EXERCISE BRIEF
Please sum up the book description below in two sentences.

TEXT SHOWN
The Microbial Resolve: Visualization, Speculation, and Security

Gloria Kim
Media & Cultural Studies
UC Riverside


The Microbial Resolve maps a crucial period (1989-2015) in which microbial life was being reconceptualized and materially reworked. It shows how the invention of the “emerging microbes” concept by US government scientists after the cold war, in its framing of microbes as “emergent,” oriented attention away from a concern over existing microbes, and towards the risks of their mutant, everywhere, always-potential (not probable) futures. This book is an interdisciplinary and syncretic study of the US-led project to plumb, in order to secure, the ungraspable futures of emergent microbes. It tracks how this militarized US-led effort became a vast formation, spanning states, institutions, ecologies, systems, and resources.

The history of the emerging microbe hinges on the problem of its materialization: How did microbes existing only in a state of potential become material substrate for planetary remaking? This project develops the concept of “microbial resolution” to name the set of discursive processes and visualization practices through which emerging microbes were materialized as securable matter in the world. This project traces the earthly afterlives of this history (eg., the rise of antibiotic resistant superviruses) to bring the period between 1989-2015 to view as an important, neglected moment in the recent history of the Anthropocene.

INFORMATION SHOWN

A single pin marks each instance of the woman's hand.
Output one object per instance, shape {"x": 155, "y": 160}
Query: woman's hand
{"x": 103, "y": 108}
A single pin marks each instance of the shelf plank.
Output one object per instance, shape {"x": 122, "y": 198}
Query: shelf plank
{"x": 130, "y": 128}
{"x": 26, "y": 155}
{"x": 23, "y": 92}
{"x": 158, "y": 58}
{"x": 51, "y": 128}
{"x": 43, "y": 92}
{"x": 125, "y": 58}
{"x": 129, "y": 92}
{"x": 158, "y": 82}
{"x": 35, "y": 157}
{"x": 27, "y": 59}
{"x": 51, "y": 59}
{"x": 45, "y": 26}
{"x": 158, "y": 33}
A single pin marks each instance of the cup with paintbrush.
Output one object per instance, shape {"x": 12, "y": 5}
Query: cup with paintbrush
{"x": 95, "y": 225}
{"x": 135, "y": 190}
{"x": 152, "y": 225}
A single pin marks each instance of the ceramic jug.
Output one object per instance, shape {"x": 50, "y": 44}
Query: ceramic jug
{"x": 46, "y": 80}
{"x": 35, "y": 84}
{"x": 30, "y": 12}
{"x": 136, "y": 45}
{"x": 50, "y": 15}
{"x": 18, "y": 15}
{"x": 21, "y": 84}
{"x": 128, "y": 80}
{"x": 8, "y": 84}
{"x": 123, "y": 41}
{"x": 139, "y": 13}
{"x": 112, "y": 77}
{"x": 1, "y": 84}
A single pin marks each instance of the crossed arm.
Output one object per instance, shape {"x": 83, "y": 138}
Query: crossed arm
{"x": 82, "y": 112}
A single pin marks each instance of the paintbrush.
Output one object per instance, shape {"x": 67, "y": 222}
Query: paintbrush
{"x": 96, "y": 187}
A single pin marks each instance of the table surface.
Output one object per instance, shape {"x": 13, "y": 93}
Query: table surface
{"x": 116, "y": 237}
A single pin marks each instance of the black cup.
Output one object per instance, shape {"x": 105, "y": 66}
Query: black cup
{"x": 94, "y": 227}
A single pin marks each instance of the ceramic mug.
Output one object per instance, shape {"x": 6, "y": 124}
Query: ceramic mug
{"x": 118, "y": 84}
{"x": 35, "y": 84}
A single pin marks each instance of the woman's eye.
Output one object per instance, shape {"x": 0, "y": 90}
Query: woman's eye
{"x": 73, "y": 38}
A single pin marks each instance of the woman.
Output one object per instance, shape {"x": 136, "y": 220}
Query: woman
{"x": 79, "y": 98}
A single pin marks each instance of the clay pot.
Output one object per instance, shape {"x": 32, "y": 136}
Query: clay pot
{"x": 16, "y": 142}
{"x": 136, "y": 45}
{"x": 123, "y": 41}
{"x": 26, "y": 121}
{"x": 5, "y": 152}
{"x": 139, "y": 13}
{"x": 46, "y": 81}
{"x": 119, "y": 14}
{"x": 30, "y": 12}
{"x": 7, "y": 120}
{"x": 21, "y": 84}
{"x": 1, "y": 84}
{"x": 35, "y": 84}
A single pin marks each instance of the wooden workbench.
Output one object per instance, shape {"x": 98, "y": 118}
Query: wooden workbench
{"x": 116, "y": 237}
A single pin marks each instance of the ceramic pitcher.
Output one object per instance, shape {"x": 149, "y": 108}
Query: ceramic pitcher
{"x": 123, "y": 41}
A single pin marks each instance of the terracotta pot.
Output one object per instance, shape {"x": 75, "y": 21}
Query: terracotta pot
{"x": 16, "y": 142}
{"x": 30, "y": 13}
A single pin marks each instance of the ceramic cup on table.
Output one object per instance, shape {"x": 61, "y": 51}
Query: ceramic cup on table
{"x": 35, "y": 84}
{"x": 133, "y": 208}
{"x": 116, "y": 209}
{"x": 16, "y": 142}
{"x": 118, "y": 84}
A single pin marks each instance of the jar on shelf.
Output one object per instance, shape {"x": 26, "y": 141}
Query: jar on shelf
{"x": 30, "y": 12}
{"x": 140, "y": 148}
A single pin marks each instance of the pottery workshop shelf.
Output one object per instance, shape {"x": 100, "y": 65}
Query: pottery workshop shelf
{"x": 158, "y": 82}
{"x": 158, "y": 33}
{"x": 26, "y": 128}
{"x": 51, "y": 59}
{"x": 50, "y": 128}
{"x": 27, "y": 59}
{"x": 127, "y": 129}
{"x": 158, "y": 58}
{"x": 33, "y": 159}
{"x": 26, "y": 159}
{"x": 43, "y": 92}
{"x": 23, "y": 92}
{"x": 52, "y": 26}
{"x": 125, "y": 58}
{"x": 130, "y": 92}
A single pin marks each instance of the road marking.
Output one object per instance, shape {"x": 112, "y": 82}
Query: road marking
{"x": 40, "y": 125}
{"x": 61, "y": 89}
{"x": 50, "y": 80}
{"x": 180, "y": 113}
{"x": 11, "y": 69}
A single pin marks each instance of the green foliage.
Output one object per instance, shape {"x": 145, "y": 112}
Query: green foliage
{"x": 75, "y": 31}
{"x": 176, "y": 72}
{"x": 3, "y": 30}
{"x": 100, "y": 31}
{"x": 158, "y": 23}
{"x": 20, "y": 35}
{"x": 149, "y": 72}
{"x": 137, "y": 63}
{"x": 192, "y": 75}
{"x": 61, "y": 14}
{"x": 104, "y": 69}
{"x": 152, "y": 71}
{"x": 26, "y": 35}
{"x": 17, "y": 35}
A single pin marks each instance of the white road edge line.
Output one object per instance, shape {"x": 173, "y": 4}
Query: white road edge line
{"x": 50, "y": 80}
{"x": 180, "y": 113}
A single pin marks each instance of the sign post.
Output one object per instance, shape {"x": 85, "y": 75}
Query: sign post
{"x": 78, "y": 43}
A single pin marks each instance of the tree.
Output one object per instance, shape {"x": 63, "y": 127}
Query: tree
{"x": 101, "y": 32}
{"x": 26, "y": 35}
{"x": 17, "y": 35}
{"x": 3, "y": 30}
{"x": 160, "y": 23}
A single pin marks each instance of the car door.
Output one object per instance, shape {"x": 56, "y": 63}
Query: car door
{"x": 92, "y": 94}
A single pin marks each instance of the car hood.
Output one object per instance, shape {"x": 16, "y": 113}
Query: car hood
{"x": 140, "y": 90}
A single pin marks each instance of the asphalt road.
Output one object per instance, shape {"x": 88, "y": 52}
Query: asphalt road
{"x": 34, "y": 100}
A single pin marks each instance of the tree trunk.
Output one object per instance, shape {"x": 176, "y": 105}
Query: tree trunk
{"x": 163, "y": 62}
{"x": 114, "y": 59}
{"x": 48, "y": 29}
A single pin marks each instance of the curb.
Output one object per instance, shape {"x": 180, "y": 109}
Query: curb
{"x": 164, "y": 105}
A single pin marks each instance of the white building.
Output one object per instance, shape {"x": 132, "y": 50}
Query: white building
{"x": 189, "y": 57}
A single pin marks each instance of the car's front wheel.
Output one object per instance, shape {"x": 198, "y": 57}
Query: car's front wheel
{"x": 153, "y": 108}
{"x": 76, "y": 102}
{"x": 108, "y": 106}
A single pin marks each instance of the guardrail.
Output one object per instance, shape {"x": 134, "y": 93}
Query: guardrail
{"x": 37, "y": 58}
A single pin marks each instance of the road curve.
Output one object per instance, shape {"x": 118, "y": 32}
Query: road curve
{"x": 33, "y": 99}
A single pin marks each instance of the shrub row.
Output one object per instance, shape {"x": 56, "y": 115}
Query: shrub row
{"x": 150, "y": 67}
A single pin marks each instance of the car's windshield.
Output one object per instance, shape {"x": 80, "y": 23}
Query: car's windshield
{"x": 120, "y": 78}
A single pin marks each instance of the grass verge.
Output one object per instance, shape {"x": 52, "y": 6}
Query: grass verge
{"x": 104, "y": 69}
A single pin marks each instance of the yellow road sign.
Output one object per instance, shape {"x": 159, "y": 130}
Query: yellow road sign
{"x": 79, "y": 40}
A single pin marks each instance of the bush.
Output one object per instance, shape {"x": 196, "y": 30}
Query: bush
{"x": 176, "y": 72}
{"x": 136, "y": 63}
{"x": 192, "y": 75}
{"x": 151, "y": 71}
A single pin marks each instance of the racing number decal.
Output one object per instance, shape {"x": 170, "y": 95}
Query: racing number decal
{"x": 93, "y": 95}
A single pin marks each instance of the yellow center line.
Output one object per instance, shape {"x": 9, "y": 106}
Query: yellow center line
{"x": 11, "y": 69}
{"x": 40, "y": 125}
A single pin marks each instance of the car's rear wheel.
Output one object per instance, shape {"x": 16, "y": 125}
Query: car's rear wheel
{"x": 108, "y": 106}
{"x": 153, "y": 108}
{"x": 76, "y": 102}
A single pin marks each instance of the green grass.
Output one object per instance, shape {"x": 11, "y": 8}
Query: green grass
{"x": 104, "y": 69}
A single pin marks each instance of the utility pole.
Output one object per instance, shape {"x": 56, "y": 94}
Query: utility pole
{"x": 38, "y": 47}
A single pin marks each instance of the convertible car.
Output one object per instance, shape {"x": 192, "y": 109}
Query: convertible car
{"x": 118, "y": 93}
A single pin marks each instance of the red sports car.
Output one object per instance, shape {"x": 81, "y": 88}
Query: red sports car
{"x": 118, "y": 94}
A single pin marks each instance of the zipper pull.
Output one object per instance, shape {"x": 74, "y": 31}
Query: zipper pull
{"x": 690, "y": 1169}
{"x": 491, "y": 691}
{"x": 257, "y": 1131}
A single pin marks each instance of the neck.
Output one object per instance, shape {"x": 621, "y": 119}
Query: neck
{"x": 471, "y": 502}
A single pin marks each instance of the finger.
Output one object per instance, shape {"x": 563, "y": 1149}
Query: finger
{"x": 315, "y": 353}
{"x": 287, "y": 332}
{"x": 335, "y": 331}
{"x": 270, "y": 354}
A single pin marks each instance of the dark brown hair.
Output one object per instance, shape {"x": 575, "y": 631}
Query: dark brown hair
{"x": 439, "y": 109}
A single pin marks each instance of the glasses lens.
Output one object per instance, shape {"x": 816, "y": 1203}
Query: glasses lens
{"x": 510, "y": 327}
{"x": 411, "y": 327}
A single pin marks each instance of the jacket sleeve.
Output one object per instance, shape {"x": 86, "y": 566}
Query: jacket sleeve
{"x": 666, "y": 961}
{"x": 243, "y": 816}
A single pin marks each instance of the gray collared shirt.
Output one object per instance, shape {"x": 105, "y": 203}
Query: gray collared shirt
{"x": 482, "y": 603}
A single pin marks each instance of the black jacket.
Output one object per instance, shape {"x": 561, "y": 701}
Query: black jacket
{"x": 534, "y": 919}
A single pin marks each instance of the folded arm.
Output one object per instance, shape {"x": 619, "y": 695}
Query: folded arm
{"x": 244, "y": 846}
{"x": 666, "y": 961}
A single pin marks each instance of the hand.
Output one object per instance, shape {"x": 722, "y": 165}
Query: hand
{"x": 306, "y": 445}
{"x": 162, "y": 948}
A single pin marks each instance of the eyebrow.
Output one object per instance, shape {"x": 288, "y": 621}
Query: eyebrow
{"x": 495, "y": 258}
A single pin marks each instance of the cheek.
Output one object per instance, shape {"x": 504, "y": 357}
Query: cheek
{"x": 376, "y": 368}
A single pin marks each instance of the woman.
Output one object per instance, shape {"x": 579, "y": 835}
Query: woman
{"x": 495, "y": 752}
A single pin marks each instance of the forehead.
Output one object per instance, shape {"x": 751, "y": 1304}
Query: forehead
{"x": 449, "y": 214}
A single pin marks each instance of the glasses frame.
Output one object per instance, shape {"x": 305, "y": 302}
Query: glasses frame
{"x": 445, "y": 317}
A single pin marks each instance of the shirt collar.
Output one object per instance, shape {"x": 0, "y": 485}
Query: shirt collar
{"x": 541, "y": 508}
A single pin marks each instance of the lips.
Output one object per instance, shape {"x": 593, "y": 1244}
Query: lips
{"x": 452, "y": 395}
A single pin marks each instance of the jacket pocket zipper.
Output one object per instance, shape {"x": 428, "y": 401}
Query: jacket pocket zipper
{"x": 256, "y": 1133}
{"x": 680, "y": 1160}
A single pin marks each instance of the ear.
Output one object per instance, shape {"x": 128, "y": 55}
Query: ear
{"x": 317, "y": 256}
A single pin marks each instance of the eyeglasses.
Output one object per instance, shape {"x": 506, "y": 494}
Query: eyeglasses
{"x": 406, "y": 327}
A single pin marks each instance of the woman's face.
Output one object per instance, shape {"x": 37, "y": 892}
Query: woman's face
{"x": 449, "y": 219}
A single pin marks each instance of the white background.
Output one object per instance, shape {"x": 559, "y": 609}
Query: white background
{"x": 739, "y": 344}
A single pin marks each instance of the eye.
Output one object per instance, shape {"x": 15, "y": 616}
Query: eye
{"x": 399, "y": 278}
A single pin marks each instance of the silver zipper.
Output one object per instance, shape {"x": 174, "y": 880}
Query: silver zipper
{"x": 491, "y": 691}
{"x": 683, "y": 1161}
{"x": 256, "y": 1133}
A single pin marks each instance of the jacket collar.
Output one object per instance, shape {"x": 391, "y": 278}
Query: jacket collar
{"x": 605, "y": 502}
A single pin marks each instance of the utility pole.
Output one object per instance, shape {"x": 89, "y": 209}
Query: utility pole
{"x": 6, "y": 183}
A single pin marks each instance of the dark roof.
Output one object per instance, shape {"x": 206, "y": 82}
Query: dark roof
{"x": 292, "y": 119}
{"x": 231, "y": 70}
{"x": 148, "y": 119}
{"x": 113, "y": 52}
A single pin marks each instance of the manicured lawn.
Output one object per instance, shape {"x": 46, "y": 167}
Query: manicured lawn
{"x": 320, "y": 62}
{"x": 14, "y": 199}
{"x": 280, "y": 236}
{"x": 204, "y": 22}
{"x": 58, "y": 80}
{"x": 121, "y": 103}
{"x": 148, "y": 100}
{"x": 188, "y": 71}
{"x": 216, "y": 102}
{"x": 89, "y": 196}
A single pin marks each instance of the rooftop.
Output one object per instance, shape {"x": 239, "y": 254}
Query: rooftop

OUTPUT BELOW
The Microbial Resolve studies the period from 1989 to 2015, when the "emerging microbes" concept invented by US government scientists after the cold war shifted attention from existing microbes to the risks of their always-potential futures. It tracks how the militarized US-led effort to secure those futures became a vast formation, develops the concept of "microbial resolution" for the practices through which emerging microbes were materialized as securable matter, and traces this history's afterlives to present the period as an important, neglected moment in the recent history of the Anthropocene.